* _Entries drawn from a collection_:
——————

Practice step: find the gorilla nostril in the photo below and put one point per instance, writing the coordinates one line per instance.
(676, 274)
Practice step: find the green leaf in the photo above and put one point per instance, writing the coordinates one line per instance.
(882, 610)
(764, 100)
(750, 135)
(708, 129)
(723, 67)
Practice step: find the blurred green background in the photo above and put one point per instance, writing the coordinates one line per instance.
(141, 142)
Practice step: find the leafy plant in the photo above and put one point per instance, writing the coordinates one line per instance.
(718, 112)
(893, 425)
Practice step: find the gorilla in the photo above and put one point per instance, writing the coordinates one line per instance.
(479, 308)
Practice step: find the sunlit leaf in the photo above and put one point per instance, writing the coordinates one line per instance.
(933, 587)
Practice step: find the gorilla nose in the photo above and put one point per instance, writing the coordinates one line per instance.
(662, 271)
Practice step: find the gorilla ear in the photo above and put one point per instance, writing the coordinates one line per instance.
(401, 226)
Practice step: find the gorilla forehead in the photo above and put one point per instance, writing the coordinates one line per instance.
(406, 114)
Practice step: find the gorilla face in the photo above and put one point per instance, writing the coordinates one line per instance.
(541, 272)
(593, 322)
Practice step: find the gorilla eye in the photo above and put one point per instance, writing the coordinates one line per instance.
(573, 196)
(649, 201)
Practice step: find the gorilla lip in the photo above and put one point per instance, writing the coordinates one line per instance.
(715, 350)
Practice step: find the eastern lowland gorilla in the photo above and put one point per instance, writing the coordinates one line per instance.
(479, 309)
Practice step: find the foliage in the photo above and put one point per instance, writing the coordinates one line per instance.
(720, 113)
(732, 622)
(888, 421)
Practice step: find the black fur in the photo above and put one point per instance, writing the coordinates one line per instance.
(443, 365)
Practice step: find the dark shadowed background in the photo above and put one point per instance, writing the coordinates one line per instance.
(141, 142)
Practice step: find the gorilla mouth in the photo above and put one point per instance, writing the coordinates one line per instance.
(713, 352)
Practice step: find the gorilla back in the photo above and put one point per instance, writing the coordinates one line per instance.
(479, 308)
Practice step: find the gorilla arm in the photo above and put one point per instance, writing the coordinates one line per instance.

——————

* _Objective_: Turn the rows above into a JSON list of strings, one string per line, omitting any blank lines.

* _Response to this task_:
[
  "Practice step: find the gorilla nostril in the photo below and put one point per instance, writing the coordinates one line per instance.",
  "(676, 274)",
  "Practice step: find the green leaf in the photo above and put one point per instance, writing the coordinates one line per instance.",
  "(882, 610)",
  "(764, 100)",
  "(750, 135)",
  "(708, 129)",
  "(723, 67)",
  "Practice step: find the blurred green background in the photo above and put one point per instance, writing the coordinates one line per instance.",
  "(141, 142)",
  "Practice step: find the leafy plant in the photo above and put one point per instance, writing the coordinates one line per instance.",
  "(718, 112)",
  "(893, 425)",
  "Practice step: find the gorilla in the photo above and put one point per instance, writing the coordinates one line per instance.",
  "(479, 308)",
  "Practice step: find the sunlit leaf in the photo above and put one point per instance, writing the coordinates one line per instance.",
  "(933, 587)",
  "Practice step: find the gorilla nose in the photo above and put one point per instance, writing the coordinates one line per instance.",
  "(662, 271)",
  "Practice step: find the gorilla ear in the photo above and put one point per instance, writing the coordinates one line per instance.",
  "(401, 226)",
  "Practice step: find the gorilla forehead in the photo above and put one point per instance, writing the coordinates one line per instance.",
  "(406, 114)",
  "Practice step: find the gorilla face in the photo above and put one point per instance, writing the coordinates one line per instance.",
  "(541, 272)",
  "(593, 322)",
  "Practice step: find the gorilla eye in the photo above and put one point per instance, writing the coordinates one line per instance.",
  "(573, 196)",
  "(649, 201)",
  "Practice step: find the gorilla lip in the photo above and put one point per instance, writing the coordinates one line per instance.",
  "(715, 350)",
  "Practice step: find the eastern lowland gorilla in the photo above and put one point per instance, writing the coordinates one line per instance.",
  "(479, 309)",
  "Practice step: find the foliage in the photo above and put one point per instance, writing the coordinates one line per instance.",
  "(720, 113)",
  "(732, 622)",
  "(888, 421)",
  "Practice step: find the black fur in the photo above and put one point per instance, writing the coordinates one line per instance.",
  "(443, 365)",
  "Practice step: find the dark shadowed background in the photo above and put one point per instance, writing the coordinates one line per instance.",
  "(141, 142)",
  "Practice step: find the gorilla mouth in the photo above and put one point per instance, writing the coordinates one line per instance.",
  "(713, 352)",
  "Practice step: find the gorilla back in the photo above and put one point per instance, writing the coordinates one line per instance.",
  "(479, 308)",
  "Practice step: find the gorilla arm in the photo above and put one point per instance, writing the coordinates one line per instance."
]